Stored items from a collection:
__________

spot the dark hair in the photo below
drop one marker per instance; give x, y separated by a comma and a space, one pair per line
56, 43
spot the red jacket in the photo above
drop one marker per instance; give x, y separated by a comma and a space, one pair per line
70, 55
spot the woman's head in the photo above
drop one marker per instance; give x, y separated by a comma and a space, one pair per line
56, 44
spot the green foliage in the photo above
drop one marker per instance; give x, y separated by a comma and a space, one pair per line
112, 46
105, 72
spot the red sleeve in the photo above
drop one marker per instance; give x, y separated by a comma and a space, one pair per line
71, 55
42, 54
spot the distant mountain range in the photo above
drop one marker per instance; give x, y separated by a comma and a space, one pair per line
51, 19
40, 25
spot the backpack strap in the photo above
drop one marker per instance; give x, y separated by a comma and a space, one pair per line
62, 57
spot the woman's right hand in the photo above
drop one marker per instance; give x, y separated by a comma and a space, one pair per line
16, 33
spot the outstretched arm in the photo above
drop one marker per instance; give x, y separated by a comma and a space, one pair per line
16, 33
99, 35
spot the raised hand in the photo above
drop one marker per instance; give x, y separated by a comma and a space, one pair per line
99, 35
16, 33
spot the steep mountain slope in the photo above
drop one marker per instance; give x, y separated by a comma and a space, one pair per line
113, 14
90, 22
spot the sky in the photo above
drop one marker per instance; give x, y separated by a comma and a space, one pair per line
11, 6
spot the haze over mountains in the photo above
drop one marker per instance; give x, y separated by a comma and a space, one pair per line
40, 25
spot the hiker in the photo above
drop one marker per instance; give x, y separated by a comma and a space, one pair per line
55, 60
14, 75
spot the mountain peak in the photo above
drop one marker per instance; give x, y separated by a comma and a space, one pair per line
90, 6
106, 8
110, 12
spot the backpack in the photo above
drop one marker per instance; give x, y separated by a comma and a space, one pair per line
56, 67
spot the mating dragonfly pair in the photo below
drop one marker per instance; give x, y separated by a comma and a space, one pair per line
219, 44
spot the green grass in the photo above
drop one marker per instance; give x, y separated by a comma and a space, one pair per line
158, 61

__________

(Your assignment) Return each line of the data exactly as it was given.

(Exercise answer)
spot the dark hair in the photo below
drop one marker per instance; give x, y separated by a comma and a space, one pair per line
56, 43
spot the red jacket in the photo above
drop one marker per instance; give x, y separated by a comma and a space, one pair per line
70, 55
spot the woman's head in the photo above
drop one marker per instance; give x, y separated by a comma and a space, one pair per line
56, 44
spot the green foliage in the photo above
drop one marker per instance; give x, y separated by a comma and a space, one pair per line
112, 46
105, 72
spot the red sleeve in the photo above
drop one marker per instance; give x, y separated by a comma and a space, one pair per line
71, 55
42, 54
spot the distant mountain range in the photo above
drop one marker per instance; give x, y separated by a comma and a space, one pair per line
51, 19
40, 25
spot the backpack strap in the photo above
drop one marker per instance; give x, y separated by a comma and a space, one pair per line
62, 57
spot the woman's right hand in the photo above
drop one marker per instance; give x, y separated by a comma and a space, one pair per line
16, 33
spot the outstretched arm in the photo above
drop one marker per instance; give x, y separated by a comma and a space, one pair per line
16, 33
99, 35
spot the raised hand in the photo above
drop one marker per instance; give x, y separated by a comma and a space, one pair per line
99, 35
16, 33
spot the steep mountain slope in the photo above
drop one marker per instance; give x, y separated by a comma and a space, one pair per line
113, 14
90, 22
spot the sky in the photo above
drop one marker per instance; give x, y separated by a comma and a space, one pair per line
11, 6
spot the haze over mountains in the photo above
drop one marker per instance; give x, y separated by a comma and a space, one pair per line
40, 25
spot the hiker in the photo above
drop one marker per instance; give x, y separated by a comma and a space, one pair per line
55, 60
14, 75
spot the mountain peak in the photo above
drop one marker per instance; give x, y separated by a comma and a space, one pair per line
90, 6
106, 8
110, 12
spot the backpack in the photo above
drop one marker per instance; give x, y separated by a comma and a space, one pair per line
56, 67
spot the mating dragonfly pair in the photo below
drop one marker per instance; give x, y separated by a comma and a space, one pair per line
219, 44
spot the green grass in the photo above
drop one marker per instance; give x, y separated by a comma and a space, one pair per line
158, 61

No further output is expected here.